__EXCERPT TO READ__.

***

On Hacking - amjd
http://stallman.org/articles/on-hacking.html

======
vezzy-fnord
It's time that the term "hacker" is considered harmful (yes, I know). "Hacker"
and related words with the morpheme "hack" have acquired so many definitions
throughout the ages, much of which is the fault of mass media and public
ignorance, that plenty of these definitions refer to contradictory concepts,
making the word meaningless (or at least to be used with caution).

A hacker can be a security hacker or breacher who discoveries and exploits
vulnerabilities in systems, usually computers (the mainstream definition). A
hacker can be a programmer with a mindset that is supportive of freedom of
information, free culture and is constantly looking to refine himself and
apply creative solutions to his problems. A hacker can be a guy who hacks off
limbs. A hacker can be a creative and playful guy with a knack for finding
unorthodox solutions. A hacker can be someone who tinkers with practically
anything, including stuff that is unrelated to computers.

***

__DATASET CONTENT__.
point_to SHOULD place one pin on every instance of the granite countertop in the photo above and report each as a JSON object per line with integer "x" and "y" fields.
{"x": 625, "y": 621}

***

__TASK LIST__.
- a) Summarize the comment on the term "hacker" in two sentences.
- b) Resume the comment on the term "hacker" from the point where it stops.
The listing comes from a separate source and is unrelated to the text.

__TASK-BY-TASK OUTPUTS__.
- a) The commenter argues that "hacker" and related words have gained so many definitions over time, largely through mass media and public ignorance, that some contradict one another and the word has become meaningless or must be used with caution. Its senses include someone who discovers and exploits vulnerabilities in systems, a programmer who supports freedom of information and seeks creative solutions, someone who hacks off limbs, a playful person with a knack for unorthodox solutions, and someone who tinkers with nearly anything.

- b)
In addition, a "hack" can mean: an unskilled or untalented person, a
charlatan; an inelegant but efficient solution to a problem; an inelegant and
inefficient solution to a problem (more accurately a kludge); an elegant and
efficient solution to a problem that is unconventional; a particular security
breach or exploit; a general subversion of authority or some type of system
("reality hacking" or more accurately culture jamming), a video game cheat and
so on.

In conclusion, unless someone reclaims the word, it is good to define it
specifically beforehand or avoid it altogether. Personally, I'm fine with both
hackers as in information security and hackers as in tinkering (a la Hack a
Day and so forth).